── Data listing ──
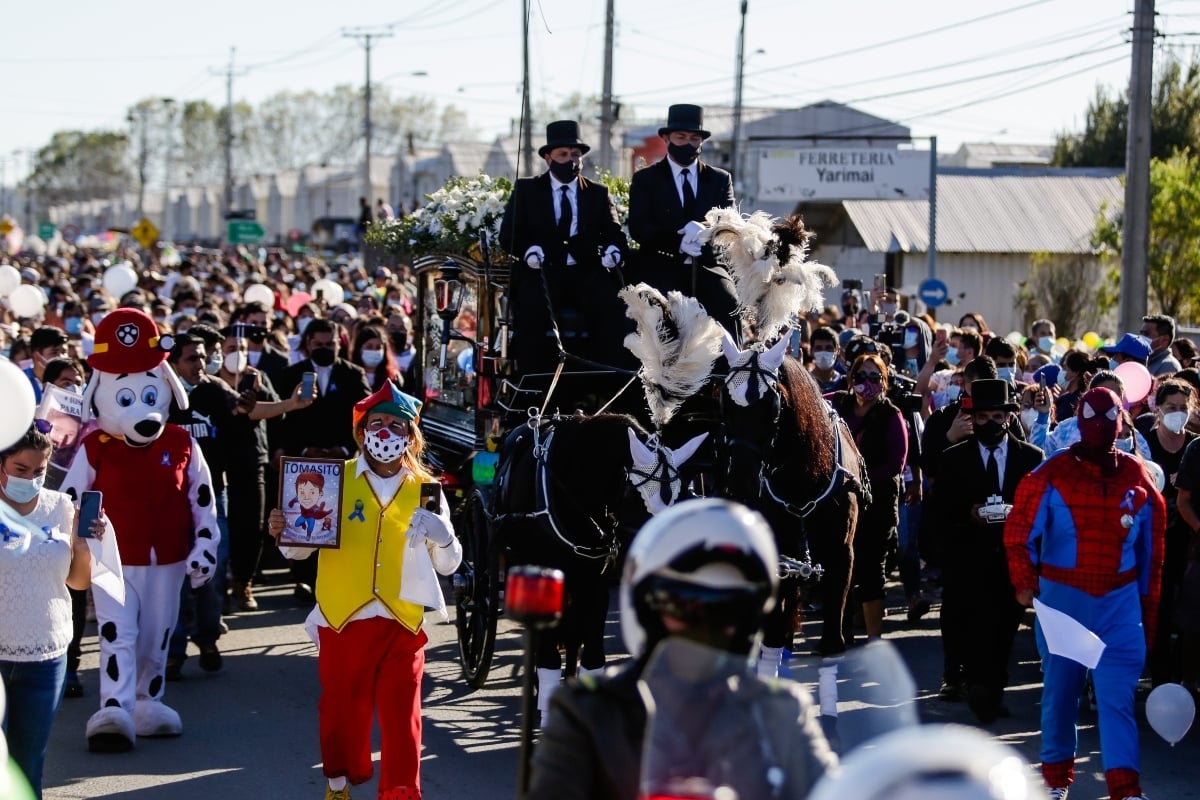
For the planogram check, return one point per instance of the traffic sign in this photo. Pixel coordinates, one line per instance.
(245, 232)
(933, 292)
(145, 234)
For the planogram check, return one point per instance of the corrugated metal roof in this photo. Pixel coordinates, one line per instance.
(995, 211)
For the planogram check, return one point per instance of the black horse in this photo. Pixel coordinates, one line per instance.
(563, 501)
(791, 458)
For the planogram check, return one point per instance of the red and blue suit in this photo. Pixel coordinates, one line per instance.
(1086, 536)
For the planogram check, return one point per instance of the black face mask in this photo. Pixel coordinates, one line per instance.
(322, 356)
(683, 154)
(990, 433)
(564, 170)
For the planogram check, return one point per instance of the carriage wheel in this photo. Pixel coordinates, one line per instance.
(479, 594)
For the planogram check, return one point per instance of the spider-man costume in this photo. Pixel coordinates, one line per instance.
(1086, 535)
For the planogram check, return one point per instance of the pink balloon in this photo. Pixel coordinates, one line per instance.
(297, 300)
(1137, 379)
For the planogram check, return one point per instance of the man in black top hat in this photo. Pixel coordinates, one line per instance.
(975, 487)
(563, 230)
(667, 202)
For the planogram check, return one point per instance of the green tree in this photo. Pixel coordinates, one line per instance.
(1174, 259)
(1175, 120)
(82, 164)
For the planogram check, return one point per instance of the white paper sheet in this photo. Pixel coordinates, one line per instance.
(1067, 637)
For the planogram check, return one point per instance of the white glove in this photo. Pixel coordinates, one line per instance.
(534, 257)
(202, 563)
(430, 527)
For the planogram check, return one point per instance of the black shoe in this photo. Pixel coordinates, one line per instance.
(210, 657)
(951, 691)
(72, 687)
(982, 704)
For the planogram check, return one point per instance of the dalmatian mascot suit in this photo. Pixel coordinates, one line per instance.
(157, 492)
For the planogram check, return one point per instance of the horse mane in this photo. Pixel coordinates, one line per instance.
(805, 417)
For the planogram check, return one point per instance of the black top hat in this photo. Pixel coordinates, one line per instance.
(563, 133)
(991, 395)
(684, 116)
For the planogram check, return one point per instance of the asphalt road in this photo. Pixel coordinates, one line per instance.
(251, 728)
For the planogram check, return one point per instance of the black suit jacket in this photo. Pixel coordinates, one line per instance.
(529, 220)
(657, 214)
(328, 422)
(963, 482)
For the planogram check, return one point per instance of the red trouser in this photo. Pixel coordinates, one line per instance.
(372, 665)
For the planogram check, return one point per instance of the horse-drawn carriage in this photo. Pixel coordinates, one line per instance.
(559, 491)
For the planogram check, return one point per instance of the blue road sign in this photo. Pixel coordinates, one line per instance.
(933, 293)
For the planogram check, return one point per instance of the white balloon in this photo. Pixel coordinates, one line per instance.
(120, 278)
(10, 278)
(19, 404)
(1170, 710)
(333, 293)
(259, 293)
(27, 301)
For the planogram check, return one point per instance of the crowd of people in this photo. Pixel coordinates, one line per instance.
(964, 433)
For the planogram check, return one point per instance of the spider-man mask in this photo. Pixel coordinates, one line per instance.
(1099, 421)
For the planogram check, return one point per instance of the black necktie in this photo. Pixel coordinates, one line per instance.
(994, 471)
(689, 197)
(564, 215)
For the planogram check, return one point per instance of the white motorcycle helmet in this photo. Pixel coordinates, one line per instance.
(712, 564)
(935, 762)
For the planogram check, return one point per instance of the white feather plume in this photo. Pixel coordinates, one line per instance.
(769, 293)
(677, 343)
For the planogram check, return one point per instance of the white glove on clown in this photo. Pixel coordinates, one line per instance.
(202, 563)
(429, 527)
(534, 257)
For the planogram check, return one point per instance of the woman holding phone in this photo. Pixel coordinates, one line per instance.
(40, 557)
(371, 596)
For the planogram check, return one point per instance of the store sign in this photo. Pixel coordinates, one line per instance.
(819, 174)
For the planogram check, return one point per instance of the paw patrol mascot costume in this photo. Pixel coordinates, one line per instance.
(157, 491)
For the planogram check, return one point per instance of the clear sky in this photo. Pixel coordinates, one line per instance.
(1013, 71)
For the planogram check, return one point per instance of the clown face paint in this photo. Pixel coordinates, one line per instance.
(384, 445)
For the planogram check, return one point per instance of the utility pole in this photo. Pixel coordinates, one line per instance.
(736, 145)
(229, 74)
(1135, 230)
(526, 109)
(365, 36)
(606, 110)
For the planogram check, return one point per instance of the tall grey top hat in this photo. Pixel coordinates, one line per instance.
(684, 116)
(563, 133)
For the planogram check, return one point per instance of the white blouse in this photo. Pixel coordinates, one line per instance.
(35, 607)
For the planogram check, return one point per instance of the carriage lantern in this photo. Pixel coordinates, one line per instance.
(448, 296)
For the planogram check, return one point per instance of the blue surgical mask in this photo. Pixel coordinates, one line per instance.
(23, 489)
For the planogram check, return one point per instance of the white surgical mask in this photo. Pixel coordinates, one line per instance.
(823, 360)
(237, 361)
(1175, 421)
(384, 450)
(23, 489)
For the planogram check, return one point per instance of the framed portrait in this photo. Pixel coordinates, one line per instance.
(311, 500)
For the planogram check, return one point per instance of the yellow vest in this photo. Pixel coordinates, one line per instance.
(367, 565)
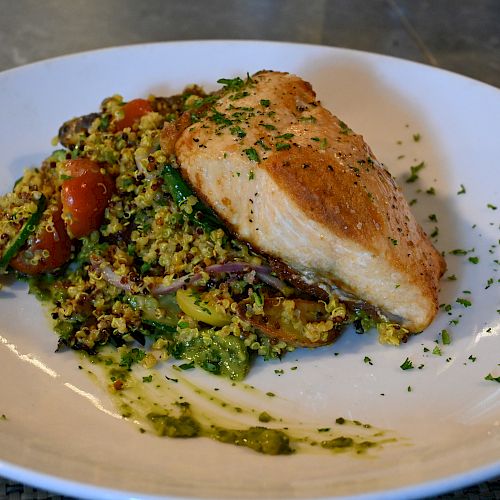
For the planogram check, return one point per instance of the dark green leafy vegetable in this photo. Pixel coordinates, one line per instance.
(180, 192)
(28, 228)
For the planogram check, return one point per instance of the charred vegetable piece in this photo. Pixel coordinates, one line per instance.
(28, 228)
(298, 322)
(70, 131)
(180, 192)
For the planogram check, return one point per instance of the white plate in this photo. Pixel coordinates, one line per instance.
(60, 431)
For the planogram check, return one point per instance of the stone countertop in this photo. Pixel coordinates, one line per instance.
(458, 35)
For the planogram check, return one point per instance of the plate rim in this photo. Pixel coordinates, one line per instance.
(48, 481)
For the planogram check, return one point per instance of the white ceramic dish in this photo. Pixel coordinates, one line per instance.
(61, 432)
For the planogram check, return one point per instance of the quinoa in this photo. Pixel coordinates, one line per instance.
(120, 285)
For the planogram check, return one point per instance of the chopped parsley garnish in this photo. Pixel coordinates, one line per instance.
───
▸ Task: Copy the lines of the records, beginning where the line containing "of the yellow" appears and continuing through the final line, exactly and with no pictures.

▸ Exercise result:
For the planogram check, return one point per instance of the yellow vest in this photo. Pixel coordinates, one line per instance.
(367, 565)
For the planogram check, return one point per instance of the dark green leafy vegetable in this photo. Pixel coordinates, one line per instance.
(180, 192)
(28, 228)
For the planogram check, return one point per instance of the charred vegetable piece in this photo. Pixel coordinates, one line per instance.
(28, 228)
(298, 322)
(70, 131)
(180, 192)
For the planogram check, return one point per instance of the white plate in this photo. Pixel coordinates, one line per instance.
(60, 431)
For the planogram check, return one point per instance of the stone countertop in this photo. Pixel coordinates, one line per instance.
(458, 35)
For the planogram check, return one point per instance of the plate rim in this photo. Pixel coordinates, one line per instance.
(48, 481)
For the planogram check, return one point per instance of the white ceramic dish in this photo. Pixel coordinates, one line per instance.
(61, 432)
For the planogram check, return one point per instance of the quinoa in this photo. Pixel coordinates, one line per instance.
(120, 285)
For the planogram check, return one point per instance of the chopped parsley garnish in this photo. Pixel coordinates, one line per instance.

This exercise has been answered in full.